> _RECORDS SHOWN_
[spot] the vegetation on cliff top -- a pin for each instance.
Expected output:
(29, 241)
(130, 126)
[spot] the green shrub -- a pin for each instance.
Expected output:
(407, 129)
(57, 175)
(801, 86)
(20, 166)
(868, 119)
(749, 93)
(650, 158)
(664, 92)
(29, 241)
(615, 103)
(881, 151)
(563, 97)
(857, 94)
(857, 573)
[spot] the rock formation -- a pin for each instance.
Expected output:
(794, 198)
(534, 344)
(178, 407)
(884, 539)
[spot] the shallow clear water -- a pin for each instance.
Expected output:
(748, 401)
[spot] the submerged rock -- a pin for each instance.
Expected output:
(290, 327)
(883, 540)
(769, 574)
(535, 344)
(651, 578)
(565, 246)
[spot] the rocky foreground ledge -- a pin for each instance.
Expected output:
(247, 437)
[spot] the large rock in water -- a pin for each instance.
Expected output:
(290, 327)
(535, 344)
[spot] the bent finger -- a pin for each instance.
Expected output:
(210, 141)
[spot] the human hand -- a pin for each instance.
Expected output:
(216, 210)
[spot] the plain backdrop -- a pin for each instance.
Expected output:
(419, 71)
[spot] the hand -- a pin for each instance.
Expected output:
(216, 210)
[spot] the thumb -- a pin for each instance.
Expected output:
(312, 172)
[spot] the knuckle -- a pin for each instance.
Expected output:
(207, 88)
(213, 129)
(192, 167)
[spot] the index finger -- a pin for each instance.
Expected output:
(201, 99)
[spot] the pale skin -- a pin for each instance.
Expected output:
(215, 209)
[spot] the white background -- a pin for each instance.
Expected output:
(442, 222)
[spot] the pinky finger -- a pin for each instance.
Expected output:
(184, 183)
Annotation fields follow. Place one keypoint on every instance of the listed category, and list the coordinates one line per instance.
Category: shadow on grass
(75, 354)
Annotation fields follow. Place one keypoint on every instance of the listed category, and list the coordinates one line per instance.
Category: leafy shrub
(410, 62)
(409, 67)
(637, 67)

> _WORK REQUIRED_
What is needed is an exact copy of all the records.

> _TASK ANSWER_
[spot] the vegetation on cliff top -- a pin for each instance.
Expected output:
(29, 241)
(130, 126)
[spot] the green shrub -- a pin for each instance.
Expected output:
(407, 129)
(57, 175)
(801, 86)
(20, 166)
(868, 119)
(749, 93)
(650, 158)
(664, 92)
(29, 241)
(615, 103)
(881, 151)
(563, 97)
(857, 94)
(857, 573)
[spot] the rock formation -- a pin for each instance.
Expected output:
(794, 198)
(534, 344)
(178, 407)
(884, 539)
[spot] the shallow clear water -- a pin for each instance.
Expected output:
(748, 401)
[spot] the submerged rock -- a pin for each instance.
Expected output:
(290, 327)
(883, 540)
(769, 574)
(535, 344)
(651, 578)
(565, 246)
[spot] the rocky foreground ledge -- a pin for each instance.
Expected output:
(247, 437)
[spot] the large rock in water -- a pin for each instance.
Expected output:
(290, 327)
(535, 344)
[spot] the bent finger -- a pin for each instance.
Expected output:
(210, 141)
[spot] the human hand -- a pin for each instance.
Expected output:
(216, 210)
[spot] the plain backdrop -- a pin for each instance.
Expected output:
(419, 71)
[spot] the hand -- a pin for each instance.
Expected output:
(216, 210)
[spot] the thumb -- a pin for each instance.
Expected output:
(312, 172)
[spot] the knuckle -- a pin for each instance.
Expected output:
(207, 88)
(213, 129)
(192, 167)
[spot] the index finger -- a pin for each instance.
Expected output:
(201, 99)
[spot] the pale skin -- a pin for each instance.
Expected output:
(215, 209)
[spot] the white background -- a pin for each instance.
Expected output:
(442, 222)
[spot] the pinky finger -- a pin for each instance.
Expected output:
(184, 183)
Annotation fields follow. Place one keypoint on every instance of the listed category, and list the coordinates one line per instance.
Category: shadow on grass
(75, 354)
Annotation fields follow. Place one keypoint on every instance of the listed category, and list the coordinates one line per instance.
Category: leafy shrub
(410, 62)
(409, 67)
(637, 67)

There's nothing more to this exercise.